[Rows from a pointing dataset]

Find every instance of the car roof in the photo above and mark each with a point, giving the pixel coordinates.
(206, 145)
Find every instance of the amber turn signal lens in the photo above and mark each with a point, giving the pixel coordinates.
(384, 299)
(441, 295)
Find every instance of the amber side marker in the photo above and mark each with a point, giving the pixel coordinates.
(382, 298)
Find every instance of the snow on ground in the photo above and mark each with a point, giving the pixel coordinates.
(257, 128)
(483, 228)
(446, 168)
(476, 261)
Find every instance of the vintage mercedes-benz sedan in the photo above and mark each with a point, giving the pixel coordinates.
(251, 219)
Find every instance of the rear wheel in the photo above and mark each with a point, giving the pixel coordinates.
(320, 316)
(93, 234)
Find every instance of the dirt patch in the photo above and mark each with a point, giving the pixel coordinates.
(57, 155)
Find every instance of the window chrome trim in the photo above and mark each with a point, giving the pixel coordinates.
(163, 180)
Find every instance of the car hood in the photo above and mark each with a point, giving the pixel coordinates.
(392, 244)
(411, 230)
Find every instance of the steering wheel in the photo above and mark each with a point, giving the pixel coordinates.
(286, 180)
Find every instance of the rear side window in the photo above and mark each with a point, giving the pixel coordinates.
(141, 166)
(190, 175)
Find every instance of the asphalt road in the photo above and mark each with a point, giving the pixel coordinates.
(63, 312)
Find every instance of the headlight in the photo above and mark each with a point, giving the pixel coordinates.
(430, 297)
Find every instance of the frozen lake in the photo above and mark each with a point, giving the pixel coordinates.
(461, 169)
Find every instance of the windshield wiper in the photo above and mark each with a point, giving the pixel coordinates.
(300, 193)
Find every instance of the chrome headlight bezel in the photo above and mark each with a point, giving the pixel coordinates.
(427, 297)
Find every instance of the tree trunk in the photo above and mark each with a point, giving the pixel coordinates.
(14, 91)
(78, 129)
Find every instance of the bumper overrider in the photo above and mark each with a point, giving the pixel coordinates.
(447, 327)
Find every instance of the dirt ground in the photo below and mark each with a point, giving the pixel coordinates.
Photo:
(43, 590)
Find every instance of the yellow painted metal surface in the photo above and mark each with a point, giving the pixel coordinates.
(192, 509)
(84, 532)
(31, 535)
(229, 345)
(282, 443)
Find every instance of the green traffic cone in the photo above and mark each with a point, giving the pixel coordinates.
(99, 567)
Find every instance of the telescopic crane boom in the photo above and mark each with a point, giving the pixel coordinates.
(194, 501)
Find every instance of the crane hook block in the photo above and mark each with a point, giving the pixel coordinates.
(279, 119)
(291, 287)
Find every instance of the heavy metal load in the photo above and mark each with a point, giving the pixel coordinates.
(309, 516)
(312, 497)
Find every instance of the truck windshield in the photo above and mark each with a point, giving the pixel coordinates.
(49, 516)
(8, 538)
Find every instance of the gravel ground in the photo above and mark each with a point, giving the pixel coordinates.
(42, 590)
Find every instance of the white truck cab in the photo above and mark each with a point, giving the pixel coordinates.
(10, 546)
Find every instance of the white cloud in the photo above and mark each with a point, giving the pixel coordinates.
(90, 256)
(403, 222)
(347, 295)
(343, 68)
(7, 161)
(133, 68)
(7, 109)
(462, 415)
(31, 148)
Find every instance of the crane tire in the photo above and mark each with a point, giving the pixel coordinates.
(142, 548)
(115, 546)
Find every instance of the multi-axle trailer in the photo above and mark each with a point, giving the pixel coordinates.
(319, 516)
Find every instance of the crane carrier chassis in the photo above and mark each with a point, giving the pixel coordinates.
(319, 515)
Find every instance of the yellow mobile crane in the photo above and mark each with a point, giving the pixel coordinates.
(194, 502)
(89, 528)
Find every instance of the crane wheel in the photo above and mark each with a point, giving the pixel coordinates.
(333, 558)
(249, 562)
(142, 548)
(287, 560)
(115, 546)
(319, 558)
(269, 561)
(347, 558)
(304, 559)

Task description:
Print the material above once more, exactly.

Exercise result:
Find every instance of the car roof in the photo above and mark each with a point, giving the pixel coordinates.
(206, 145)
Find every instance of the amber turn signal lens in the photo above and mark each with a point, giving the pixel coordinates.
(384, 299)
(441, 295)
Find every instance of the amber side marker in the photo above and mark each with a point, giving the pixel coordinates.
(382, 298)
Find every instance of the snow on ground in the photo above and mark each with a point, giving the pixel coordinates.
(257, 128)
(483, 228)
(446, 168)
(476, 261)
Find every instance of the vintage mercedes-benz sedan in the photo above and mark each with a point, giving the pixel coordinates.
(251, 219)
Find every instance of the rear wheel in the photo above and mark each with a point, giving the pixel coordinates.
(320, 316)
(93, 234)
Find every instance of the dirt patch in the photo above and mark each with a point, giving the pixel coordinates.
(57, 155)
Find every instance of the window chrome trim in the photo above and mark each with a point, giving the pixel coordinates.
(163, 180)
Find every instance of the car hood in the photo above and mark each with a point, giving the pixel coordinates.
(392, 244)
(411, 230)
Find every instance of the steering wheel in the photo above and mark each with a point, giving the pixel coordinates.
(286, 180)
Find every instance of the rear side window in the photo above and mark each with a point, giving the pixel coordinates.
(141, 166)
(190, 175)
Find every instance of the asphalt road in the photo above and mark each with a point, giving the pixel coordinates.
(63, 312)
Find every instance of the headlight in the photo above and mark each with a point, giving the pixel coordinates.
(430, 297)
Find every instance of the frozen lake in the photo above and mark each with a point, giving the pixel coordinates.
(461, 169)
Find every instance of the windshield wiper in the photo above and mark each with a point, giving the pixel coordinates.
(300, 193)
Find every instance of the chrome headlight bezel in the photo above and mark each with a point, giving the pixel coordinates.
(427, 297)
Find every instance of the tree trunk in the photo above and mark each with a point, giving the pixel coordinates.
(14, 91)
(78, 129)
Find every instance of the bumper overrider in the photo above and mark each with a point, giving the pixel coordinates.
(447, 327)
Find every instance of the dirt ground in the photo below and mark each with a point, giving the pixel coordinates.
Photo:
(43, 590)
Find every instance of the yellow painted metal surface in the photo above and mark each with a point, giving the pixel coordinates.
(192, 509)
(84, 532)
(31, 535)
(229, 345)
(282, 443)
Find every instance of the green traffic cone in the photo above and mark each with a point, giving the pixel coordinates.
(99, 567)
Find every instance of the telescopic crane boom in the photo above and mark each with a point, giving the pixel coordinates.
(194, 501)
Find every instance of the crane hook block in the photo above and mark each with a point, giving the pixel coordinates.
(279, 119)
(291, 287)
Find every instance of the heavy metal load in the photo above and mark each with a point, giving the pixel coordinates.
(309, 516)
(312, 497)
Find every instance of the truck windshield in the photo above and mark each with a point, giving the pixel coordinates.
(49, 516)
(8, 538)
Find every instance of the gravel ground in the photo above and mark each with a point, giving the pixel coordinates.
(42, 590)
Find every instance of the white truck cab in the photo above and mark each with a point, giving the pixel coordinates.
(10, 546)
Find every instance of the white cloud in the photo above and mark each with a point, giving the pixel coordinates.
(90, 256)
(403, 222)
(347, 295)
(343, 68)
(7, 161)
(133, 68)
(7, 109)
(462, 415)
(31, 148)
Find every instance of the crane tire in the photo above and mark each with a point, giving the pixel coordinates.
(142, 548)
(115, 546)
Find every instance of the multi-axle trailer in the photo above and mark each with a point, giving the pixel coordinates.
(319, 516)
Find every instance of the crane carrier chassis in the photo above and mark each with a point, giving the pixel coordinates.
(319, 515)
Find every instance of the yellow mobile crane in the photo above and mark each with a point, giving the pixel coordinates.
(194, 502)
(89, 528)
Find every instance of the crane wheel in the photo above and mark each with a point, giving the pixel coordinates.
(333, 558)
(249, 562)
(142, 548)
(287, 560)
(115, 546)
(319, 558)
(269, 561)
(347, 558)
(304, 559)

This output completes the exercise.